#### [Consignes]
**a.** Recopiez le passage de l'extrait qui commence par « L’histoire sentimentale de » et se poursuit jusqu'à « en femme tronc. ».
**b.** D'après l'extrait, à quel âge Blanche Wittman a-t-elle été internée dans le service du Pr Charcot ?
**c.** Dressez la liste de toutes les personnes désignées par leur nom dans l'extrait.

::: Extrait

Blanche et Marie de Per Olov Enquist

Per Olov Enquist était un écrivain, journaliste et dramaturge suédois (1934-2020); il s’est entièrement consacré à l’écriture depuis 1977.

Sa particularité était d’écrire des romans qui partent de faits réels pour aboutir à un mélange complexe de fiction et de réel; ceci correspond en Suède au mouvement documentariste qui aurait ses racines dans les expériences sociales de la Suède dans les années 60. C’est une littérature qui combine les genres : reportage, instruction juridique et d’autres topiques.

Blanche et Marie (2004) est son dernier roman avec Blanche Wittman et Marie Curie. Blanche Wittman fût la patiente préférée du grand neurologue français Jean Martin Charcot, père de la Neurologie moderne. Marie Curie est une contemporaine de Charcot et il est plus que probable qu’ils se soient croisés, ne serait-ce que par le biais d’une connaissance commune, Sigmund Freud.

Ce livre est une biographie fictive et très libre de Blanche Wittman (portrait ci-après), internée à l’âge de 18 ans pour des années, dans le service du Pr Charcot et qui lui a servi de modèle pour ses démonstrations publiques d’hystérie et aussi pour des études sous hypnose.

L’écrivain Enquist a fait entrer dans cette fiction, la brillante Marie Curie comme employeur de Blanche dans son laboratoire afin de donner plus de cohésion à son roman.

Le livre d’Enquist se veut une confrontation entre l’idée de l’amour romantique et une idée d’un amour en phase de fluide chimique ou version « plus scientifique » de ce désordre émotionnel. Et pour développer le sujet, il va confronter la supposée relation amoureuse entre Blanche Wittman et son thérapeute, le docteur Charcot, un homme marié. En même temps qu’il mettra en parallèle l’amour entre Marie Curie (veuve depuis 6 ans) et son collègue Paul Langevin, un homme marié aussi, très malheureux en ménage. Une affaire qui a duré 5 mois.

Pour appréhender de plus près l’amour entre Blanche et Charcot, Enquist a inventé trois cahiers tenus par Blanche où elle s’explique et dévoile à demi mots cette relation.

L’histoire sentimentale de Marie Curie avec Langevin s’est très mal terminée; après publication d’une lettre compromettante, Madame Curie fut trainée dans la boue. Dans le roman, Blanche Wittman est une véritable consolation et aide psychologique pour une Marie Curie complètement détruite.

Dans cette histoire Blanche Wittman apparait comme très abîmée par les radiations qu’elle aurait prises dans le laboratoire de Marie Curie, avec des lésions telles qu’elles auraient nécessité l’amputation d’une jambe et des deux bras, la transformant en femme tronc.

::::::
::: Extraits des données

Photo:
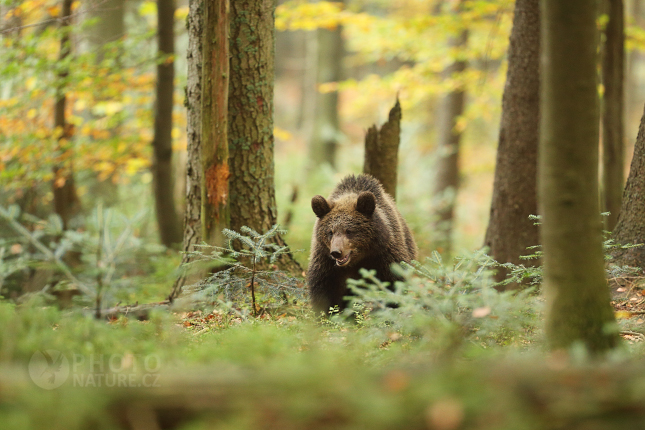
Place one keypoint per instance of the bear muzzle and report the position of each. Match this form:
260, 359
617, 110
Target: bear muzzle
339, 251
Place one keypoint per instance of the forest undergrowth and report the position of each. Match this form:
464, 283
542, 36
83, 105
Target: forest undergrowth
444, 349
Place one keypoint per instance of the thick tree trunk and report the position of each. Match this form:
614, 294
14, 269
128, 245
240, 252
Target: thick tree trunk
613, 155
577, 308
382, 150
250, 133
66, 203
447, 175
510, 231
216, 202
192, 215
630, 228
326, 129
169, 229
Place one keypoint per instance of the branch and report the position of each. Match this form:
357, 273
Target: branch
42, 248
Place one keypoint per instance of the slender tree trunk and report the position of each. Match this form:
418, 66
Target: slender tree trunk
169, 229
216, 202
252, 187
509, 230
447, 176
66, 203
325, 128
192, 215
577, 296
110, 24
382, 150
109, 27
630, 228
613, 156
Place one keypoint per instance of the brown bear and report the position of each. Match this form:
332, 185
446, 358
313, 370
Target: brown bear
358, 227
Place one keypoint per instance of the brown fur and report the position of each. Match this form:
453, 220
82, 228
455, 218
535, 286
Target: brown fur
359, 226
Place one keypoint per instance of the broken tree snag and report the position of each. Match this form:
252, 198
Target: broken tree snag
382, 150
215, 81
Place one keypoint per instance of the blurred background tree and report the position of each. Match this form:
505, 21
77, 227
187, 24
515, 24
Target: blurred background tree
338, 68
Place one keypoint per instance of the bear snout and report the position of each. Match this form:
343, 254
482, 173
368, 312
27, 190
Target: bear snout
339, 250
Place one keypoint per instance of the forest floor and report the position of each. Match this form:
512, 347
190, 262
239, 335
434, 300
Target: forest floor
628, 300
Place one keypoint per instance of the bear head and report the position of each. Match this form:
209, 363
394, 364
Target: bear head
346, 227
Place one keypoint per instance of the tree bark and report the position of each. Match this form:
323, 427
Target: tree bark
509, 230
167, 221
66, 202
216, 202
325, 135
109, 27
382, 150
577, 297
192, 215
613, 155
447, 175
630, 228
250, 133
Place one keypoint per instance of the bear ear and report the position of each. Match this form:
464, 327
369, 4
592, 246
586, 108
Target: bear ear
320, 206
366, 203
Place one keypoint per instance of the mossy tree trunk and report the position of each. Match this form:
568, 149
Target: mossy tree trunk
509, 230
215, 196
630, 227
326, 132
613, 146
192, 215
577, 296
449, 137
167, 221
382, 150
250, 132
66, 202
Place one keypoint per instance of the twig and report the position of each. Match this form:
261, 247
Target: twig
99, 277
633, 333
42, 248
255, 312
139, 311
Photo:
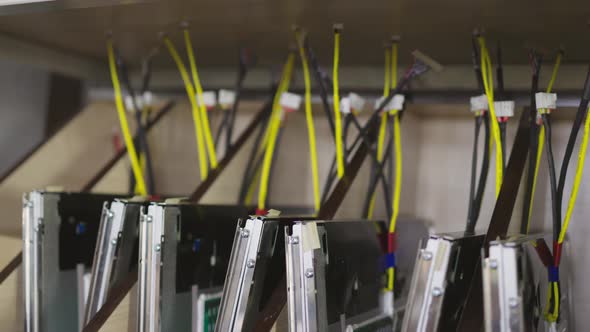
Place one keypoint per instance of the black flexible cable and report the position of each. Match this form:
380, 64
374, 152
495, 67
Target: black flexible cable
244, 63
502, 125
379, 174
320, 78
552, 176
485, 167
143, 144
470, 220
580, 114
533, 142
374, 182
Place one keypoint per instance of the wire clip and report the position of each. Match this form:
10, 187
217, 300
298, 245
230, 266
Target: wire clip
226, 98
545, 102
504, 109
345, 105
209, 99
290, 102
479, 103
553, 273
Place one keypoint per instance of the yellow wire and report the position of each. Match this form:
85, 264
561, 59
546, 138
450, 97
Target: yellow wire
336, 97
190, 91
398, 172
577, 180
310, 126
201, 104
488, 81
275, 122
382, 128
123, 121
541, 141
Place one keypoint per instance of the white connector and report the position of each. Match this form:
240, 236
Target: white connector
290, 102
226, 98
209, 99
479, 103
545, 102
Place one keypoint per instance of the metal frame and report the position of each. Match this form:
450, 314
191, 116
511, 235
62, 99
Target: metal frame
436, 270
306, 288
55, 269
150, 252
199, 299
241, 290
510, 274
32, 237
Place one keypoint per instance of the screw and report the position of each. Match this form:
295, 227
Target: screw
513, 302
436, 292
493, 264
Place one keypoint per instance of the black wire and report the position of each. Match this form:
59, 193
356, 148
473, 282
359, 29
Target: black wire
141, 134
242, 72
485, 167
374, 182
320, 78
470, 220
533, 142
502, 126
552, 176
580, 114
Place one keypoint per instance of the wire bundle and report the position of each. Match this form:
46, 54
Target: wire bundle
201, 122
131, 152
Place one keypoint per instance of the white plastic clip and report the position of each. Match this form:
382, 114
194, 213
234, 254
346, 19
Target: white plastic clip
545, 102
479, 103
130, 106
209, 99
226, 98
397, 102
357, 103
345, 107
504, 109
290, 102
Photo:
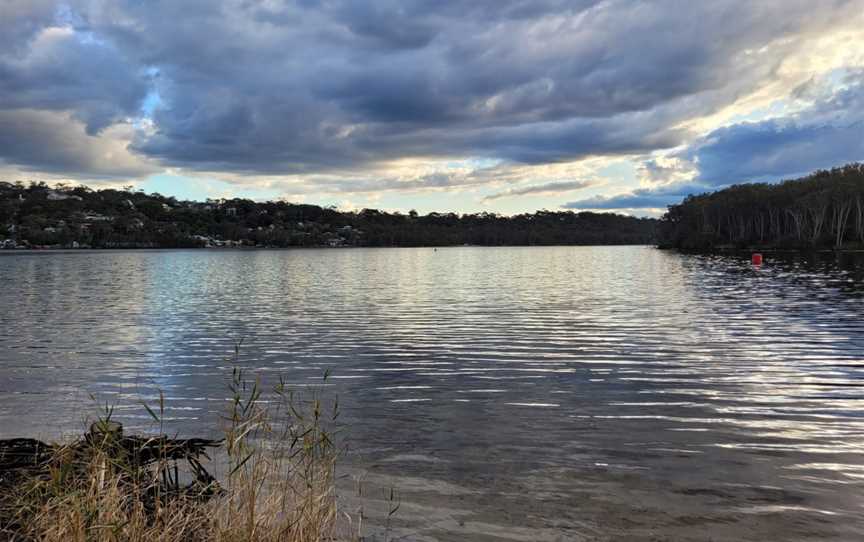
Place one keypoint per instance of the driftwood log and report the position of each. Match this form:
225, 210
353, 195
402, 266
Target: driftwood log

::::::

#### [Corrigés]
**a.**
L’histoire sentimentale de Marie Curie avec Langevin s’est très mal terminée; après publication d’une lettre compromettante, Madame Curie fut trainée dans la boue. Dans le roman, Blanche Wittman est une véritable consolation et aide psychologique pour une Marie Curie complètement détruite.

Dans cette histoire Blanche Wittman apparait comme très abîmée par les radiations qu’elle aurait prises dans le laboratoire de Marie Curie, avec des lésions telles qu’elles auraient nécessité l’amputation d’une jambe et des deux bras, la transformant en femme tronc.

**b.** À l'âge de 18 ans.

**c.** Per Olov Enquist, Blanche Wittman, Marie Curie, Jean Martin Charcot, Sigmund Freud, Paul Langevin.